(Collected data)
=-=-=-=-=
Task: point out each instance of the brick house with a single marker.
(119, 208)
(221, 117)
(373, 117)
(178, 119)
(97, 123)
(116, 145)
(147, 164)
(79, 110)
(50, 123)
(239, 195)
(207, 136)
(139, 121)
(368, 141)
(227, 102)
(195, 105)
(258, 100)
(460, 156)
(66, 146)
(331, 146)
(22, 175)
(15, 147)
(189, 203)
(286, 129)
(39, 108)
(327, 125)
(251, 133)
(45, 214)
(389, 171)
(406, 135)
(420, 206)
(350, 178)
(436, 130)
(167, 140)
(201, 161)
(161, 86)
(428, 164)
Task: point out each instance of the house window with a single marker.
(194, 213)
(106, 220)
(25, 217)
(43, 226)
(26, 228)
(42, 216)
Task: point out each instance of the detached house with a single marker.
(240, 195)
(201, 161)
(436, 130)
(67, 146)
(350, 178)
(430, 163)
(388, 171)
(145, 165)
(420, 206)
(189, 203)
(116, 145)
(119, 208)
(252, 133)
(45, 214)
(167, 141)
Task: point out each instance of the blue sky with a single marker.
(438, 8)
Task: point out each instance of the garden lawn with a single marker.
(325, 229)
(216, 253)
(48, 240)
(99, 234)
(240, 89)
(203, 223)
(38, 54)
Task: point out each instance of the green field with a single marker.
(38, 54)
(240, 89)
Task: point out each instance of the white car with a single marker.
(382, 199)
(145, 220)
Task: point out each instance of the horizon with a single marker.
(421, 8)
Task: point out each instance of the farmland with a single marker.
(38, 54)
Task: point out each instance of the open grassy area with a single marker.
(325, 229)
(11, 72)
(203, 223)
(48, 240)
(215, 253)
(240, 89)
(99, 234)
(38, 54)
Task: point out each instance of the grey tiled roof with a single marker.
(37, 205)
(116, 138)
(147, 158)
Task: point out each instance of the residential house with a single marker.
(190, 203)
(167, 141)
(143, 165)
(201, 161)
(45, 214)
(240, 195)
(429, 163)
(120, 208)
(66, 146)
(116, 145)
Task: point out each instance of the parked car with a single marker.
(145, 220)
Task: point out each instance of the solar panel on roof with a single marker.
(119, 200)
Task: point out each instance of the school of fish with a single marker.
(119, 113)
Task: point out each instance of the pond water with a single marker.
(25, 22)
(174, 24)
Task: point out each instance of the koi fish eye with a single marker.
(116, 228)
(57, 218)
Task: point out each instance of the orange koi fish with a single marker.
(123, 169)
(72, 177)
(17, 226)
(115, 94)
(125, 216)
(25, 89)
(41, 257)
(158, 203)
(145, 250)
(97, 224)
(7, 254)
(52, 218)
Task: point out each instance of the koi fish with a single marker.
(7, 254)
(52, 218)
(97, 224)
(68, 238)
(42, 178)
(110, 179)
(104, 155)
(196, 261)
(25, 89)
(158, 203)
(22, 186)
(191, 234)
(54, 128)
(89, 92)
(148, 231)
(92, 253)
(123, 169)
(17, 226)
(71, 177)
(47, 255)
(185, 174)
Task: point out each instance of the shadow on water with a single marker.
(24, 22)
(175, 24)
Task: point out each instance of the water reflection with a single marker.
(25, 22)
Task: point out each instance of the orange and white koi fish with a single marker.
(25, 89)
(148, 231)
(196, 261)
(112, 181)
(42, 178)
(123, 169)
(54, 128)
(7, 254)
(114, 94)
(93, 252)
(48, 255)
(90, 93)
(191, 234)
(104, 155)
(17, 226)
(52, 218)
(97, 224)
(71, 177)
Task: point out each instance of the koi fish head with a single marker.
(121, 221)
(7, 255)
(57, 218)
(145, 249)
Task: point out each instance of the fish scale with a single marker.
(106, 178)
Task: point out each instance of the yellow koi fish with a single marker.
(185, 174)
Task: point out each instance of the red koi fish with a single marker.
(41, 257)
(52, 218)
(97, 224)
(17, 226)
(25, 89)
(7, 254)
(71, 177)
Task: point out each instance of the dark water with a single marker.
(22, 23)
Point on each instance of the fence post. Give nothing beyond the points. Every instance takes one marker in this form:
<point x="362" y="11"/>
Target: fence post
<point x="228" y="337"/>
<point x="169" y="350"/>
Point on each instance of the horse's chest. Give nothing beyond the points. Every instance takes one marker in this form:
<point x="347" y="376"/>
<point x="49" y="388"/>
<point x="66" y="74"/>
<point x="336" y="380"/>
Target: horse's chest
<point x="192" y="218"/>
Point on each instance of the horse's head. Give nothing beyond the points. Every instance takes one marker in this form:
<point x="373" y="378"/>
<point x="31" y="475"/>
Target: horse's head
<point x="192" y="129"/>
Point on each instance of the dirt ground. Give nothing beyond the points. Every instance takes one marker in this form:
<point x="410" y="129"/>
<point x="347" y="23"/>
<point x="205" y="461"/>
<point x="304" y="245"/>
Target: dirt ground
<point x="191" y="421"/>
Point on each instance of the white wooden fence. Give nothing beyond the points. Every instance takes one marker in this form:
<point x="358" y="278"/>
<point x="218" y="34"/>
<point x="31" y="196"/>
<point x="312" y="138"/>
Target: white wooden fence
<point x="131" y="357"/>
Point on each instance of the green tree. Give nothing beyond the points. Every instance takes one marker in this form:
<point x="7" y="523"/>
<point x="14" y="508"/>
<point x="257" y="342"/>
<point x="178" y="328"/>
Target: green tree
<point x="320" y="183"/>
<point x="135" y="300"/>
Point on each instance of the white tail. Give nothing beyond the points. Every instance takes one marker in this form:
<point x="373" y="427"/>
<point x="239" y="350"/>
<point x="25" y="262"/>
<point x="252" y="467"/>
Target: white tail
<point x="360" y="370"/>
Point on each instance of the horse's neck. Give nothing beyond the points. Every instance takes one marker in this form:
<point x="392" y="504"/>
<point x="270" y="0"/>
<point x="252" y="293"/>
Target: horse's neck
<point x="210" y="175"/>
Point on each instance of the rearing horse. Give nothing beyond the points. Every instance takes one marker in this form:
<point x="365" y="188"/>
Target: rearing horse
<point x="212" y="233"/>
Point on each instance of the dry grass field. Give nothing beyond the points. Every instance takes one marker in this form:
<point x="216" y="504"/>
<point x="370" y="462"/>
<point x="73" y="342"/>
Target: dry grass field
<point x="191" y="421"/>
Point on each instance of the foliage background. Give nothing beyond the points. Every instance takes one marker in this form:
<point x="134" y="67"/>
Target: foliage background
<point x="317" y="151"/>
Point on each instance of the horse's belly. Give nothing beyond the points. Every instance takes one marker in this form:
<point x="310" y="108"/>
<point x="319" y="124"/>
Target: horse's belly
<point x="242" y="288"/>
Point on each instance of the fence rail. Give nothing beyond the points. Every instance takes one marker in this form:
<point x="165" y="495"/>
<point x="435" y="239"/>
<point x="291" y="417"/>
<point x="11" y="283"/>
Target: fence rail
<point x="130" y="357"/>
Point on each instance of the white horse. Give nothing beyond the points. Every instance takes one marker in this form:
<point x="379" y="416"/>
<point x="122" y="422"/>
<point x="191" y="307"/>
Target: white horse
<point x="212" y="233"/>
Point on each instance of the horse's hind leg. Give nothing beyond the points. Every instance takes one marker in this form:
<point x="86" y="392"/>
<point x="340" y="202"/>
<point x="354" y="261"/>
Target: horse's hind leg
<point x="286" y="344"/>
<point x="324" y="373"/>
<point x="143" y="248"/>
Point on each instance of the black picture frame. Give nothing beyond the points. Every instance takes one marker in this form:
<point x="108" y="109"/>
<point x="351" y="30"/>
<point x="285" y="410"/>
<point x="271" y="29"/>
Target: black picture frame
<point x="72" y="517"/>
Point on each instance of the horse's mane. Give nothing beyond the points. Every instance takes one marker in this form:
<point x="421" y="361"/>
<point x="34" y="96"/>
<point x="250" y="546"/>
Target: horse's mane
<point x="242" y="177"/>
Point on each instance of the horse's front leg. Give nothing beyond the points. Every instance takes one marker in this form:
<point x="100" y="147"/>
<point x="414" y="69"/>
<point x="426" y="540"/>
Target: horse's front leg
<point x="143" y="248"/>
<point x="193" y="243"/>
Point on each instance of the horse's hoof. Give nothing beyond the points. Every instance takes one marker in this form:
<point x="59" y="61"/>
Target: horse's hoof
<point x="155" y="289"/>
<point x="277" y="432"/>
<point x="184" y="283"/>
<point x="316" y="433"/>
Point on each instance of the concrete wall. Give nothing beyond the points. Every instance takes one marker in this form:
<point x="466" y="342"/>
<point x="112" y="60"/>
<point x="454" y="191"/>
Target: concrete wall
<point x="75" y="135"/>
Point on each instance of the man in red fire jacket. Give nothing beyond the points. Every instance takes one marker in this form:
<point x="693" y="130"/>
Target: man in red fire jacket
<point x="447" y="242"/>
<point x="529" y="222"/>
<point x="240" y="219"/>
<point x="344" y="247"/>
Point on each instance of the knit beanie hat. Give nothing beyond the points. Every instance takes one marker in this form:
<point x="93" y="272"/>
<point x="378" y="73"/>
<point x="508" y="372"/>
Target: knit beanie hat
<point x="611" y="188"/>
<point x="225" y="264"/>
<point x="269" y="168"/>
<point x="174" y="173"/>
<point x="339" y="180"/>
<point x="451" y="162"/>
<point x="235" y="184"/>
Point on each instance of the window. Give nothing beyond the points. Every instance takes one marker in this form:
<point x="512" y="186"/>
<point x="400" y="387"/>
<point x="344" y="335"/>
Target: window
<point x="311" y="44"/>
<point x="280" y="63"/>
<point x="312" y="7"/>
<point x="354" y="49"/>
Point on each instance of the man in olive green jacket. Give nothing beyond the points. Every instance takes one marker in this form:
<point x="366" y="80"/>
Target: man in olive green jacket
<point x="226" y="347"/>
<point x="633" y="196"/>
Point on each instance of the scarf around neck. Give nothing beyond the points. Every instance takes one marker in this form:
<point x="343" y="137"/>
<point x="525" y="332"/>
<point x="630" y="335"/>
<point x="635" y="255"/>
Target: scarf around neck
=-=-=-=-=
YOUR GOAL:
Check each line above for the word "scarf" and copy the ones that have it.

ANSWER BOX:
Point on each instance of the scarf around neck. Give nothing beyond the points. Every instance takes one marker in this form:
Target: scarf around neck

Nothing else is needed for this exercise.